:: Excerpt ::
## BEGIN
There is lot more to decisions than overall weight. 750 guns of only M777? You must work for BAE.

Reactions: Like Like:
1


----------



## GURU DUTT

Bilal Khan 777 said:


> Hence my point, that it will not be walk in the park for M777. They do have a breakthrough, but there are competitors.
> 
> 
> 
> There is lot more to decisions than overall weight. 750 guns of only M777? You must work for BAE.


M777 is ready while others are in testing or there productyion has not started properlly but we all know how M777 can be produced in huge numebrs in USA or even in india but yes im sure 145 is the initaial numbers and the total ammount would be at least thrice of the current order

no sir i dont work for BAE or any defnce contractor not even close but one things for sure M777 is going to have a loins share of towed artilerry in indian market and might replace a ultra light 105 mm field guns in near future

Reactions: Like Like:
1


----------



## MULUBJA

Bilal Khan 777 said:


> Hence my point, that it will not be walk in the park for M777. They do have a breakthrough, but there are competitors.
> 
> .


 
For us, breakthrough is most important because noother country can match india in cost in high tech items. He said that his gun is 30% cheaper than anything available globaly. Here, it ends the story.


----------



## untitled

Why does the gun have a bayonet?


----------



## mkb95

member.exe said:


> Why does the gun have a bayonet?


in case enemy get close and you need a knife.
they would just pick it up and stab him to death.

Reactions: Like Like:
3


----------



## untitled

mkb95 said:


> in case enemy get close and you need a knife.
## END
:: Material provided ::
## BEGIN
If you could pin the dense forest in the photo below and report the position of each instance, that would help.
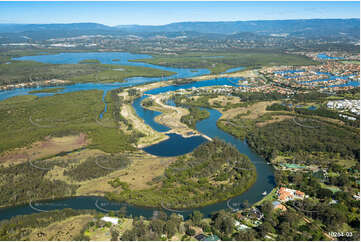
## END
:: Exercise details ::
Rewrite the M777 thread starting at "For us, breakthrough" and ending at "ends the story.", changing "breakthrough" to "innovation". Rely only on the M777 thread, not the listing.

:: Answer ::
For us, innovation is most important because noother country can match india in cost in high tech items. He said that his gun is 30% cheaper than anything available globaly. Here, it ends the story.